→ **What the task requires**: Go through the records below and copy out every line that contains the word "clicks".
Stored data: Begin
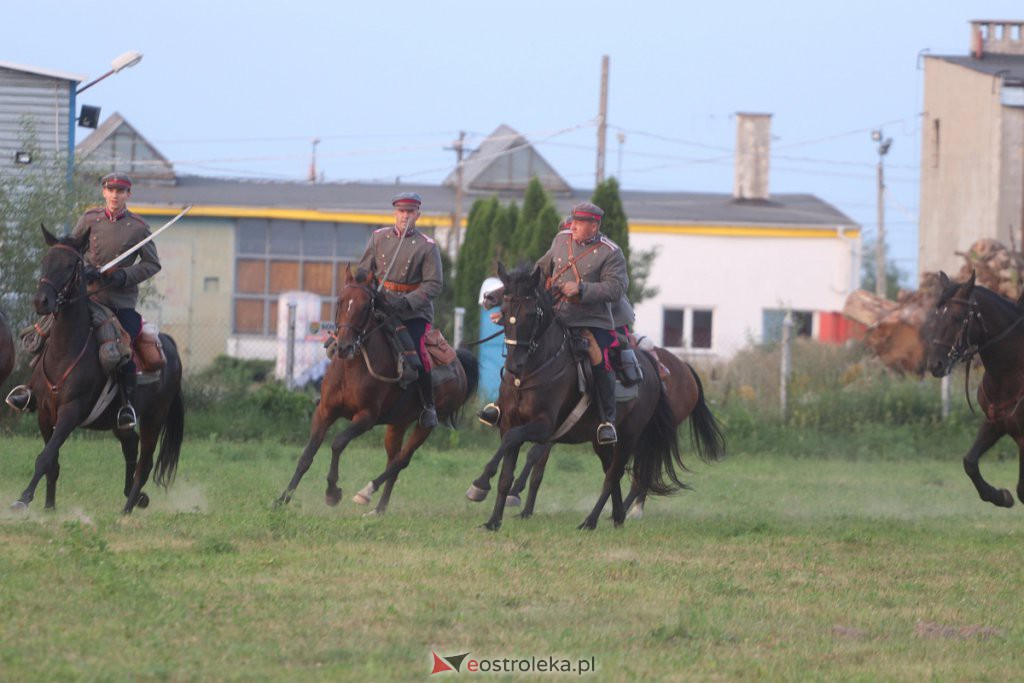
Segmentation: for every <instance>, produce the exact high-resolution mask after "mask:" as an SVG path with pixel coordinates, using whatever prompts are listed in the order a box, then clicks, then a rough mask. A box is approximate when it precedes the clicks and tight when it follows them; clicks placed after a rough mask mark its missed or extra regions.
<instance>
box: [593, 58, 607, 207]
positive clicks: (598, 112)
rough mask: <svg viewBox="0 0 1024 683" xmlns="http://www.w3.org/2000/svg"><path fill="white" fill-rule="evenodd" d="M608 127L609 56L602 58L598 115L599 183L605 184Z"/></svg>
mask: <svg viewBox="0 0 1024 683" xmlns="http://www.w3.org/2000/svg"><path fill="white" fill-rule="evenodd" d="M607 125H608V55H607V54H605V55H604V56H602V57H601V102H600V105H599V110H598V113H597V182H595V183H594V186H595V187H596V186H597V185H599V184H601V183H602V182H604V137H605V132H606V130H607Z"/></svg>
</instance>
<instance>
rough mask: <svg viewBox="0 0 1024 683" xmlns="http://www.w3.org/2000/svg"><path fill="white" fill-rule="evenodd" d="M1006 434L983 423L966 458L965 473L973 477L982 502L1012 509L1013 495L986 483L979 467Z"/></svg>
mask: <svg viewBox="0 0 1024 683" xmlns="http://www.w3.org/2000/svg"><path fill="white" fill-rule="evenodd" d="M1004 434H1006V430H1004V429H1002V428H1001V427H997V426H996V425H995V424H994V423H991V422H987V421H986V422H983V423H981V427H980V428H979V429H978V434H977V436H975V437H974V443H972V444H971V449H970V451H968V452H967V455H966V456H964V471H965V472H967V475H968V476H969V477H971V481H972V482H974V487H975V488H976V489H977V490H978V496H980V497H981V500H983V501H987V502H989V503H991V504H992V505H996V506H998V507H1000V508H1010V507H1013V505H1014V497H1013V495H1012V494H1011V493H1010V492H1009V490H1007V489H1006V488H995V487H994V486H992V485H991V484H990V483H988V482H987V481H985V479H984V477H982V476H981V470H980V468H979V467H978V461H979V460H981V456H982V455H984V453H985V452H986V451H988V450H989V449H990V447H992V445H994V444H995V442H996V441H998V440H999V439H1000V438H1002V436H1004Z"/></svg>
Stored data: End
→ **Answer box**:
Segmentation: for every <instance>, produce the exact high-resolution mask after "mask:" as an SVG path with pixel coordinates, using whatever prompts are listed in the order a box, then clicks, then a rough mask. A box is approximate when it precedes the clicks and tight when it follows them; clicks placed after a rough mask mark its missed or extra regions.
positive clicks: (598, 112)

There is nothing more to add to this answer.